Instructions for the task>
What is the number of lines in this data that contain the word "face"? Give the number alone.

----- Material for the task -----

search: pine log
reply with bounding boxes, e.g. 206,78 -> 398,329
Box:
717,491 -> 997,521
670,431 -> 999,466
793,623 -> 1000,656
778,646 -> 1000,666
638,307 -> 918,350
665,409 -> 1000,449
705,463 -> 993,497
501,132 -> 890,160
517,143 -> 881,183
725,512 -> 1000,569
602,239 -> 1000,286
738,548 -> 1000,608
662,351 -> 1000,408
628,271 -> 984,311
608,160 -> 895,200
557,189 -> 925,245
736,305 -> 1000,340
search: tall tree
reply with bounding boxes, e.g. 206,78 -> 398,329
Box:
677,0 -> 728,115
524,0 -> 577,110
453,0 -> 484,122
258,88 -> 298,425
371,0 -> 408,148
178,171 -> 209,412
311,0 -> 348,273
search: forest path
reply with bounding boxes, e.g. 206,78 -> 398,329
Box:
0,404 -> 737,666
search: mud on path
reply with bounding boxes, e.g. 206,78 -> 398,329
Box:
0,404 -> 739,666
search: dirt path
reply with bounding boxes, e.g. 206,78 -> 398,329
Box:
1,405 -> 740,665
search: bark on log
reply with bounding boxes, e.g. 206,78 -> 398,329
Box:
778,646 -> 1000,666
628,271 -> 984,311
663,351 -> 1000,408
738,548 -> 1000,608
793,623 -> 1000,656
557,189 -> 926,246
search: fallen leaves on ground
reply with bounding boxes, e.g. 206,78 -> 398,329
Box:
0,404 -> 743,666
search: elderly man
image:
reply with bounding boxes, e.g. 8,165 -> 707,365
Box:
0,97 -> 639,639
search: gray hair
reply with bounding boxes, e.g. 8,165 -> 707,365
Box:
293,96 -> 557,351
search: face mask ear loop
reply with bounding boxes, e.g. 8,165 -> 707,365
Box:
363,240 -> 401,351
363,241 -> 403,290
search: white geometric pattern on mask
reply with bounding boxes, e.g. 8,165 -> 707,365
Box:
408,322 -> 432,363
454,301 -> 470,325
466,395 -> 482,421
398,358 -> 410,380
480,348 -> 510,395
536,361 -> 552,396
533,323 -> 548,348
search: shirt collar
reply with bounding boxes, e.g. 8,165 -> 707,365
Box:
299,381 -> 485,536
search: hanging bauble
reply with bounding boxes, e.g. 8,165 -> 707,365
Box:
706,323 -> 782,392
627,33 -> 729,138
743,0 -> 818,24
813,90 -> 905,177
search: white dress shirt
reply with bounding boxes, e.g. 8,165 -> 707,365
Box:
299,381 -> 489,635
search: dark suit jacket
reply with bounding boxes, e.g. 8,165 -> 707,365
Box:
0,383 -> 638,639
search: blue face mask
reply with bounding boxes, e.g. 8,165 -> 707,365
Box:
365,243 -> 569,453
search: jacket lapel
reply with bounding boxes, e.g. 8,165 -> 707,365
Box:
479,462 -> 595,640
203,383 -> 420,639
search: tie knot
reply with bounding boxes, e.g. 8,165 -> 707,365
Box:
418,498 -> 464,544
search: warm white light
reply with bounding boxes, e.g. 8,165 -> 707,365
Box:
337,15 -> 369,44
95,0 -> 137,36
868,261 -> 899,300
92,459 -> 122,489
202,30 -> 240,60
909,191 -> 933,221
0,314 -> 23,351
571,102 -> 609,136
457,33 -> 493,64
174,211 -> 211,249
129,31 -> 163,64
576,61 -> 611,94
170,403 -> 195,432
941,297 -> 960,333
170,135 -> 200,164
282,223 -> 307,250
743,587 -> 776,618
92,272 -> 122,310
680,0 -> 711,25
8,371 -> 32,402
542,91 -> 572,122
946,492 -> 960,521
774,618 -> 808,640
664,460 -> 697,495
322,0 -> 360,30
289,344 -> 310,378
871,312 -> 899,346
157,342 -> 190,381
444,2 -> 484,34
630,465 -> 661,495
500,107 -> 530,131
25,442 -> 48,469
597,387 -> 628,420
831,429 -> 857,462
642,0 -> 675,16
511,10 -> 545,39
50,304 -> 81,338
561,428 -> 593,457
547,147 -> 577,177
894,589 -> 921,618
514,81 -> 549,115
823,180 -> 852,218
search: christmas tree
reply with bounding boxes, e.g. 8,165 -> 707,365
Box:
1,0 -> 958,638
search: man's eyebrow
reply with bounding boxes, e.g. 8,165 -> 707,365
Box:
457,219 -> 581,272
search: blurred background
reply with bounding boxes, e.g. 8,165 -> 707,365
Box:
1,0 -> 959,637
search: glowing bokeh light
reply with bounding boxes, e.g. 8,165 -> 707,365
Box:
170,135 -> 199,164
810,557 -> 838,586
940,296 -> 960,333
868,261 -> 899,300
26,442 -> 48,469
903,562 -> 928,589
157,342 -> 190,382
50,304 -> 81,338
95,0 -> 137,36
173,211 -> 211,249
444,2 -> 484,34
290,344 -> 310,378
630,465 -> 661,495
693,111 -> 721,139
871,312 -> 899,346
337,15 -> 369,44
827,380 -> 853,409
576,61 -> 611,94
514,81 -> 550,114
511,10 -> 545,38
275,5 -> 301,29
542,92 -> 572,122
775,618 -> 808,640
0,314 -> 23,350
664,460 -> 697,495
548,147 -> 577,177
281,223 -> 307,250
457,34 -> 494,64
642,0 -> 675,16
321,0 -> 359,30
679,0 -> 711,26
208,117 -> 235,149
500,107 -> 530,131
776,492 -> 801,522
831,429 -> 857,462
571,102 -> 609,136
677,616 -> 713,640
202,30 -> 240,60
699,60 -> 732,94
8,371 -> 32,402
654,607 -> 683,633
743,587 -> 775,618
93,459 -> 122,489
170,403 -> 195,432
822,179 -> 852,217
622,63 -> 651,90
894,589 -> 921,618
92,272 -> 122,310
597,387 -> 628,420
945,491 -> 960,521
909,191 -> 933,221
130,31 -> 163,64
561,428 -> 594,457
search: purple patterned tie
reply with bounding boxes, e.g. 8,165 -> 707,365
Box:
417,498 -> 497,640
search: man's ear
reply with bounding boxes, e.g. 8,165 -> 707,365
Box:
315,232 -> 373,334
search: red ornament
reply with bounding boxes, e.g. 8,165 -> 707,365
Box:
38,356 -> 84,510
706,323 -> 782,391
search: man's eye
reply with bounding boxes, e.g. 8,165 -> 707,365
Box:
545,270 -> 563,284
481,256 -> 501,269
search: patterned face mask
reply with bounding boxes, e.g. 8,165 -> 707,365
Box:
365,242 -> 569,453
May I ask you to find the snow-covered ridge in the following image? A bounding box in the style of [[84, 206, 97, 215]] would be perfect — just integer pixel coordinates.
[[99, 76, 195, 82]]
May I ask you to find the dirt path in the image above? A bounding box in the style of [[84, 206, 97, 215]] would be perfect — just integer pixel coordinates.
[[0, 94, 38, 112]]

-----

Answer to this task>
3